## YOUR TASKS
1) Write out the stretch of the peak oil post from "The growing clamour" through "he be serious?", word for word.
2) For each statement, say whether the peak oil post agrees with it (yes or no), and quote the deciding words from the post. (a) The IPCC's high-end scenarios typically assume an ample supply of fossil fuel. (b) The writer finds the growing clamour for biofuels encouraging. (c) The writer has read the paper.

## SELECTED EXTRACT
Is peak oil good news or bad news? Much depends on your perspective. The gloomier prognostications about peak oil – living in a world where oil supplies are limited and expensive – suggest that it will be a bigger problem than climate change, and arrive sooner. On the other hand, if we’re forced to cut back on our usage of oil and gas as fuel for energy and transport, we might have a better chance of stabilising atmospheric carbon dioxide at levels low enough to limit the damage from climate change. The IPCC’s high-end scenarios typically assume that there’s plenty of fossil fuel – coal, oil and gas – to get us to double pre-industrial concentrations and beyond. What happens if the oil runs out?
James Hansen, the director of the Goddard Institute for Space Studies, has been looking at this in a paper (authored with P Kharecha) titled Implications of “peak oil
Without having read the paper, it seems to me that working towards renewables now should be seen as having a double benefit — it reduces CO2 emissions AND will help us to transition to a post-oil world.
The growing clamour for biofuels, however, is something I find pretty disturbing. I heard David Parker mention “second-generation” biofuels in a favourable light. Can he be serious?
Oh! And what about China? Hello?

[Coordinate annotation entries]
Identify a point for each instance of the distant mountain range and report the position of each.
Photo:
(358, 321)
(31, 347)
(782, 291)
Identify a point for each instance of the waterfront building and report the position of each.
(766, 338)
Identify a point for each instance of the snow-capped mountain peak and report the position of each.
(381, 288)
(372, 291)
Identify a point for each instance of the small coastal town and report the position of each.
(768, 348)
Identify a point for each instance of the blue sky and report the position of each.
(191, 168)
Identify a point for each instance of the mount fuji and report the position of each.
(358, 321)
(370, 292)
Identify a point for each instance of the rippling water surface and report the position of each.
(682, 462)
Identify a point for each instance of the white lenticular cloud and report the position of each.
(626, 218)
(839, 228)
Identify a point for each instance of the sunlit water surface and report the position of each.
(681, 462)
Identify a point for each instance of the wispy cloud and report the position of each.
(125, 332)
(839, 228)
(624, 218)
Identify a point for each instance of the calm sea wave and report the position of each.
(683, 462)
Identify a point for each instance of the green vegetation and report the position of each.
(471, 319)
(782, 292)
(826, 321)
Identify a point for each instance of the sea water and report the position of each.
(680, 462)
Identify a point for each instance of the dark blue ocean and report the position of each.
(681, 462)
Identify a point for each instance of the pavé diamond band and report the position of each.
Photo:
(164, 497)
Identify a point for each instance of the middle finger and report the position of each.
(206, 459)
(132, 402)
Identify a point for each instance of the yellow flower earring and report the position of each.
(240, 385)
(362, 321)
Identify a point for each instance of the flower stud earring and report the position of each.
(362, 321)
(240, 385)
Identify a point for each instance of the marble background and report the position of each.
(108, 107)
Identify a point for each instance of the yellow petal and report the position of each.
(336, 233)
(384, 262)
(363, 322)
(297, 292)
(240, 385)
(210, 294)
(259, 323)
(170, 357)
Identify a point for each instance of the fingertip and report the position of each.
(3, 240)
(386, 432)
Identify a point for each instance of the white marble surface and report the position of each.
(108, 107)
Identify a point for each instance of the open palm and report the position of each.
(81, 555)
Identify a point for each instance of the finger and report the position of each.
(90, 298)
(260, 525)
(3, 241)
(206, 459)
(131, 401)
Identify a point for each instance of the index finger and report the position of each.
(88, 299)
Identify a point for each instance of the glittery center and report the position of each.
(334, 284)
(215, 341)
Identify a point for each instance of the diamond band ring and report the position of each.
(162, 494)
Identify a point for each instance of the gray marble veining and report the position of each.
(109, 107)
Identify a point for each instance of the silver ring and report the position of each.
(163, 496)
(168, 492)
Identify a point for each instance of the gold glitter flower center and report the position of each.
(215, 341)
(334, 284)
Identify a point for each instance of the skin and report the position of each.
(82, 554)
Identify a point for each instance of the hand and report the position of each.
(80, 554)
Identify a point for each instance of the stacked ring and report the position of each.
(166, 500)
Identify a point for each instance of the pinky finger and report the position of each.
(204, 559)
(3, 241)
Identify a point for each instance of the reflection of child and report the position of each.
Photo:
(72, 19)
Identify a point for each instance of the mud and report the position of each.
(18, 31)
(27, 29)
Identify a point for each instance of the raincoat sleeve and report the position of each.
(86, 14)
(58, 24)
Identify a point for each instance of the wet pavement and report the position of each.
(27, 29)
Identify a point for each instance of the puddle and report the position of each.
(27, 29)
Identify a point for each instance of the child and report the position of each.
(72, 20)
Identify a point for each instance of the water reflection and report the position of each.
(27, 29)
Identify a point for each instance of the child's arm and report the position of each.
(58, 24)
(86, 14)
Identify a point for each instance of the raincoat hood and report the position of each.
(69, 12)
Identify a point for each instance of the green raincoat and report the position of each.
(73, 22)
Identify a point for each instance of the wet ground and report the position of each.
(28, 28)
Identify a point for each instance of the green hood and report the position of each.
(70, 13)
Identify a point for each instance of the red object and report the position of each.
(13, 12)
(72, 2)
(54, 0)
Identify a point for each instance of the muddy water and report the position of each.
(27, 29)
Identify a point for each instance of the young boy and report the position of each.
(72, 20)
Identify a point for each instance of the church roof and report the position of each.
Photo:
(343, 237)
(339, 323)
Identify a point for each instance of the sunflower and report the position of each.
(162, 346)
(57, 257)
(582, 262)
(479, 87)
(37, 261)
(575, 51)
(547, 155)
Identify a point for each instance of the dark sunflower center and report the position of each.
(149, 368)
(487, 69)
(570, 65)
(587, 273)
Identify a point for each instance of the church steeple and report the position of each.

## ANSWERS FOR THIS EXERCISE
1)
The growing clamour for biofuels, however, is something I find pretty disturbing. I heard David Parker mention “second-generation” biofuels in a favourable light. Can he be serious?

2)
(a) Yes: "The IPCC’s high-end scenarios typically assume that there’s plenty of fossil fuel"
(b) No: "The growing clamour for biofuels, however, is something I find pretty disturbing."
(c) No: "Without having read the paper"